▸ Text provided

↓↓↓

Harvard University Police Department (HUPD) today released the latest update to its dashboard, a website dedicated to documenting departmental statistics and other indicators regarding its interactions with the Harvard community and the public.
Originally launched in June of 2021, the dashboard was among the recommendations that were released following a Harvard-initiated, independent review of HUPD completed in 2020 by 21CP Solutions. The review included a focus on internal practices and procedures within HUPD, as well as its interactions with members of the community.
According to HUPD Chief Victor Clay, the dashboard, including these latest updates, is an integral part of the department’s commitment to a culture of transparency and accountability throughout HUPD and with the wider Harvard community.
“Every member of the HUPD team takes our responsibility for the safety of our community very seriously,” Clay said. “Transparency, and with that trust, is fundamental to our ability to fulfill this responsibility. And this dashboard is one aspect of our commitment to transparency, so our community can see what we’re doing, can gauge how we’re doing, and provide us feedback on what we are doing well and what we can be doing better.”

↑↑↑

▸ Request 1
Translate this sentence from the dashboard announcement into Spanish: "The review included a focus on internal practices and procedures within HUPD, as well as its interactions with members of the community."
The dashboard announcement and the listing that follows it are unrelated.

▸ The input
↓↓↓

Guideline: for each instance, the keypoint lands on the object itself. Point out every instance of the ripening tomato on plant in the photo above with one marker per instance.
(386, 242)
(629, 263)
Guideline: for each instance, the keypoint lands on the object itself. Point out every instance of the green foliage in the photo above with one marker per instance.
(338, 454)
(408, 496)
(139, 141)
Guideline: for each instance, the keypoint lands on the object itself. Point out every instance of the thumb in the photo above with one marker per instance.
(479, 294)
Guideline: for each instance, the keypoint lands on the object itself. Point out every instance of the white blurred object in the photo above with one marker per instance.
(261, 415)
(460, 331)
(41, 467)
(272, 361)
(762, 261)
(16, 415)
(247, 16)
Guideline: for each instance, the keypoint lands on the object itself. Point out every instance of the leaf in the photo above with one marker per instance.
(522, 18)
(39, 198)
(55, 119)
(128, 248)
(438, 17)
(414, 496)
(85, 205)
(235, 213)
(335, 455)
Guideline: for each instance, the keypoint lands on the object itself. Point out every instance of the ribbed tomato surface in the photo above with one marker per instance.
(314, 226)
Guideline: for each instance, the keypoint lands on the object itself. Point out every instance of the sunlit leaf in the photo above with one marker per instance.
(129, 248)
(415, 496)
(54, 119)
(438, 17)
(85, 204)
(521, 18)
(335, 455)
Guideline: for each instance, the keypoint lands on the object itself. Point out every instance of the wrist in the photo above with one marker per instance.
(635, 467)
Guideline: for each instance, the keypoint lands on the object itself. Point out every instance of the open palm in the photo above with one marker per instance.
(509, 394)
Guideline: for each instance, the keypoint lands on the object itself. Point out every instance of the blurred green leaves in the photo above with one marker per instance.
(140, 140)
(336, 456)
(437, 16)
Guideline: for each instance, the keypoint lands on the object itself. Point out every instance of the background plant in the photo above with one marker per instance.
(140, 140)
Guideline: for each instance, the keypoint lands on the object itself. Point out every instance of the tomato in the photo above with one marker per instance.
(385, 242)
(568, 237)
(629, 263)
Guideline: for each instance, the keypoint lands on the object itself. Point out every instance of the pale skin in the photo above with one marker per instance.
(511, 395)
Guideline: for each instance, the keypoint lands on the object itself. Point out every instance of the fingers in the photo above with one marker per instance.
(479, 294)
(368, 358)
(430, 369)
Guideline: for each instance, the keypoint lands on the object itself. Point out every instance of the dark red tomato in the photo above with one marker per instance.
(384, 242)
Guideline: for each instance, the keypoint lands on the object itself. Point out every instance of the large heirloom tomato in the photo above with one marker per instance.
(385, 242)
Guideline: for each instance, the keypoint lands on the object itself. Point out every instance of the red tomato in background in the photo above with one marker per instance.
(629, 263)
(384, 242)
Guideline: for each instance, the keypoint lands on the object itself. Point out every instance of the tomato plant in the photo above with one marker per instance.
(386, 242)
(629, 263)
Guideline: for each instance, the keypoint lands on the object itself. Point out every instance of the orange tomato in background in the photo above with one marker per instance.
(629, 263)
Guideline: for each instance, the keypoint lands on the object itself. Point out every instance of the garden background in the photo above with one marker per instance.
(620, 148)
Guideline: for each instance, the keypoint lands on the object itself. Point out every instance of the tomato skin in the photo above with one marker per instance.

↑↑↑
↓↓↓

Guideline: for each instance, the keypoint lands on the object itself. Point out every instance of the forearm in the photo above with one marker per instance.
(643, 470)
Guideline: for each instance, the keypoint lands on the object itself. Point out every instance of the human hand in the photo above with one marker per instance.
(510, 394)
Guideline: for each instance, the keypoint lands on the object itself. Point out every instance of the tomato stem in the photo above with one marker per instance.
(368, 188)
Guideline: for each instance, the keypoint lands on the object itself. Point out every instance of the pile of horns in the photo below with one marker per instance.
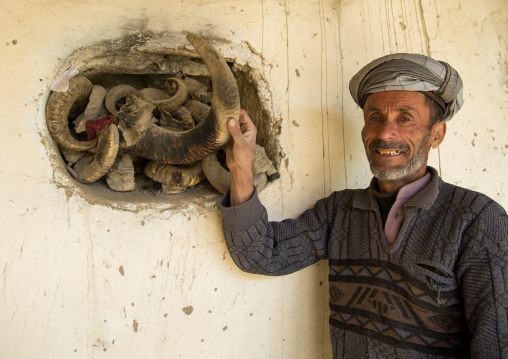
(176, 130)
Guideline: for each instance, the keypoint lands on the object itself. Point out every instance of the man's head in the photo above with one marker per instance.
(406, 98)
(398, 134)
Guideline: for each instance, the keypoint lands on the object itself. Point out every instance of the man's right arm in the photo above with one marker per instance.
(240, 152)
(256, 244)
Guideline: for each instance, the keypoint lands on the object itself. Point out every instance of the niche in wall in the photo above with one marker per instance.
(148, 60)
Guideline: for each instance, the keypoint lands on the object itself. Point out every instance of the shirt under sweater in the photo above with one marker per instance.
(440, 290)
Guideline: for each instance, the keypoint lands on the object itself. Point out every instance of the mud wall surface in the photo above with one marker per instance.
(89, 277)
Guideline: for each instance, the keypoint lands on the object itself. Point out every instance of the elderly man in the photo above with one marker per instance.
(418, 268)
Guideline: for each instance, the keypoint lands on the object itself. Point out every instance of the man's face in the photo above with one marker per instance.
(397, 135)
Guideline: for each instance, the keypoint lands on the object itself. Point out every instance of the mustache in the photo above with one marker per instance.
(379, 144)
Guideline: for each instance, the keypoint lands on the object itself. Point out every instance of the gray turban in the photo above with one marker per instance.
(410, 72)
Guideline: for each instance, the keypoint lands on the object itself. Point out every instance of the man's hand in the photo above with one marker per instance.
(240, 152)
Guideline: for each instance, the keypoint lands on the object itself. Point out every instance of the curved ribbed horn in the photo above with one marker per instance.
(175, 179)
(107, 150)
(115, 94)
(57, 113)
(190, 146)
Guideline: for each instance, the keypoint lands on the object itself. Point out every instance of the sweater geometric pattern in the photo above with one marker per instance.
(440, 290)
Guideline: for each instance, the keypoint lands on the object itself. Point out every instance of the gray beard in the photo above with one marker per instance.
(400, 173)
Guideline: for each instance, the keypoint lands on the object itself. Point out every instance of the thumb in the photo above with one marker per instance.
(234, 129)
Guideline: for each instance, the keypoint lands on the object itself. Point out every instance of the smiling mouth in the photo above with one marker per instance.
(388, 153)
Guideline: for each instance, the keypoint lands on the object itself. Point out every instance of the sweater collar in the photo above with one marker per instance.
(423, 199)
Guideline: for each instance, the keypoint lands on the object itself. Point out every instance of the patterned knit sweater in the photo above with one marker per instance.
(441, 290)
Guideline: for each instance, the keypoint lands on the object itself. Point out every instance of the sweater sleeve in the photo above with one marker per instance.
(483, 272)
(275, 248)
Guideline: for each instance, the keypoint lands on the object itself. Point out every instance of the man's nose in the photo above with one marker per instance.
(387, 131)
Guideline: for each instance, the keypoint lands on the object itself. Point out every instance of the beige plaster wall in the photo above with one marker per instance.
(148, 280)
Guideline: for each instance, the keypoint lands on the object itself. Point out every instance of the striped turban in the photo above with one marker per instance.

↑↑↑
↓↓↓

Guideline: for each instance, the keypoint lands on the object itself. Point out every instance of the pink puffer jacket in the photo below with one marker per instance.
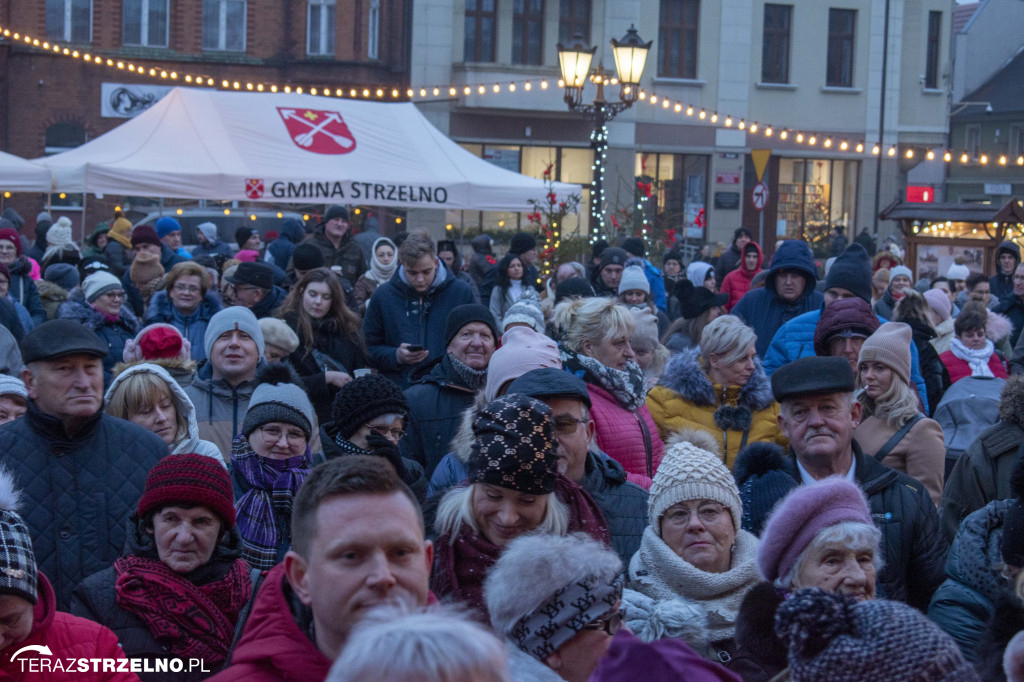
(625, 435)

↑↑↑

▸ Request 2
From the listing, print the lines from the one containing "of the beige" to the one containing "of the striped", keeping them unchanged.

▸ Correct response 1
La revisión incluyó un enfoque en las prácticas y los procedimientos internos de HUPD, así como en sus interacciones con los miembros de la comunidad.

▸ Correct response 2
Guideline: for each instance, the keypoint lands on the object itself. Point out every instance of the beige plaster wall in the photo above with one marker per instance.
(148, 280)
Guideline: for each instance, the keypoint lands on the object itself. Point out every instance of the striped turban in the photo above with one marker per instance.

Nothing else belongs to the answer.